▶ _TASK REQUIREMENTS_
Using the data below, return every line that holds the word "with".

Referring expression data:
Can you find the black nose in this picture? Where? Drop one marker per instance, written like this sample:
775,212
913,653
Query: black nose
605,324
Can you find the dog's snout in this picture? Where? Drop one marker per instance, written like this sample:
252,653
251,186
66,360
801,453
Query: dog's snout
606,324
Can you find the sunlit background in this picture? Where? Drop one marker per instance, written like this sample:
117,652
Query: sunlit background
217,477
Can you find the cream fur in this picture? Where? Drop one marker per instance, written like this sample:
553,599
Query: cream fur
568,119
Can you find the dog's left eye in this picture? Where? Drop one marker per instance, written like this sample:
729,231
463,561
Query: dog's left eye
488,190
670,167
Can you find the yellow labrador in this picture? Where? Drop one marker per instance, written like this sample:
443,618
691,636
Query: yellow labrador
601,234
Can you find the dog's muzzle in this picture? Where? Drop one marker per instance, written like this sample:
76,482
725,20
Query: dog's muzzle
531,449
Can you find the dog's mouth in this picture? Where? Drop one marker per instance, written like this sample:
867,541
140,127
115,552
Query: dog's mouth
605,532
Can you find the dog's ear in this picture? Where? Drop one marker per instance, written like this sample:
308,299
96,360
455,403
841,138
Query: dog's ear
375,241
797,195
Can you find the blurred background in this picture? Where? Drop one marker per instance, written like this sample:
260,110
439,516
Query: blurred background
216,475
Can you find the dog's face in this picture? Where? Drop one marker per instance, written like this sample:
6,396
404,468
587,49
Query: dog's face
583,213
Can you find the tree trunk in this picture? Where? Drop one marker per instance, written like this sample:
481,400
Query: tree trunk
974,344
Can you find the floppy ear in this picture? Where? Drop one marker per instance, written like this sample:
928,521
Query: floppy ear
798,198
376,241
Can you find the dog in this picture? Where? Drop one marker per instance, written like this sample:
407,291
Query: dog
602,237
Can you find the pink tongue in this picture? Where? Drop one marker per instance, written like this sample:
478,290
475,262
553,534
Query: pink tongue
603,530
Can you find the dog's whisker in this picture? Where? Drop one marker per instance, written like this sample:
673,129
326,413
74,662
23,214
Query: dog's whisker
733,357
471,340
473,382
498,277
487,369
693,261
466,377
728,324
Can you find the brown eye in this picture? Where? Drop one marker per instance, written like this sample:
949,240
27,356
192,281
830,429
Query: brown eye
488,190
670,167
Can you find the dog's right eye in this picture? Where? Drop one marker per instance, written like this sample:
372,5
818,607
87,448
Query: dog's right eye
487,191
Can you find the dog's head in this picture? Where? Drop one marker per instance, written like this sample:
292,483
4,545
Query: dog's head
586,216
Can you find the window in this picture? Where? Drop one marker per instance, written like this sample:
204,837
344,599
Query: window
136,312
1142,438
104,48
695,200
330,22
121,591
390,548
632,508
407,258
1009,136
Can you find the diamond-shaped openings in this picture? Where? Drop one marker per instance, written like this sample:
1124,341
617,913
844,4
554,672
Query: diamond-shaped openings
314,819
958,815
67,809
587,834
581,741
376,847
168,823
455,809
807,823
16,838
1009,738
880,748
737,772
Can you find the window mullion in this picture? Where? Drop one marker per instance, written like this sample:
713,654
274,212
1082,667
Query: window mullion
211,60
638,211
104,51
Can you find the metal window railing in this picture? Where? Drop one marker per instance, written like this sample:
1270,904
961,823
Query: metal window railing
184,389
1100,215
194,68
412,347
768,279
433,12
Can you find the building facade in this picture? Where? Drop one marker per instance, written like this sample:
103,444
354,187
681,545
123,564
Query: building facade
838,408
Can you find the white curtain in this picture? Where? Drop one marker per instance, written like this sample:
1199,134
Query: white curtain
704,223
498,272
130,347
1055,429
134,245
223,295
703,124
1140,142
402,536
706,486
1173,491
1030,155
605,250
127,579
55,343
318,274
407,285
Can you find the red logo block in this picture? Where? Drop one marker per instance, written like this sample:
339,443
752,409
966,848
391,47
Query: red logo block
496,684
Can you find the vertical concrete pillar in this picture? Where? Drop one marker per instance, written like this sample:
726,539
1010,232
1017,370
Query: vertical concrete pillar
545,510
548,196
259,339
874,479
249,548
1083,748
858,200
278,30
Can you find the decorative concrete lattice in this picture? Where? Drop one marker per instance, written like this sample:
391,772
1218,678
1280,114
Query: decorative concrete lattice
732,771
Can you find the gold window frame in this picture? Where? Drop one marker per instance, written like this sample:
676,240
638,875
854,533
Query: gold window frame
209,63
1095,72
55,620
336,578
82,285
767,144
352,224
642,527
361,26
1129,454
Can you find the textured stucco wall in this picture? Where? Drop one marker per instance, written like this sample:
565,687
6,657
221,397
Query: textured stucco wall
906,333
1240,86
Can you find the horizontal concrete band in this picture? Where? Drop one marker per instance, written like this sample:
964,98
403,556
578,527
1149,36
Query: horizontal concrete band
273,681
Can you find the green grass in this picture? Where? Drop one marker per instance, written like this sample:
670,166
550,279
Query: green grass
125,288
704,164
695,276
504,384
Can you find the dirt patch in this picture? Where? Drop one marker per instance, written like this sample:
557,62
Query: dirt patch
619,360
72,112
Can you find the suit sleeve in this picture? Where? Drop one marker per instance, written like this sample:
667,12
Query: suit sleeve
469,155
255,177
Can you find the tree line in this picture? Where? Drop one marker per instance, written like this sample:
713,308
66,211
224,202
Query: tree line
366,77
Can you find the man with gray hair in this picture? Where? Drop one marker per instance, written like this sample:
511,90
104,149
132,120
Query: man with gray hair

▶ _SOLUTION TO THIS EXERCISE_
Can you find the man with gray hair in this picture? Where? Drop one marker per instance, written like this sample:
Query: man with gray hair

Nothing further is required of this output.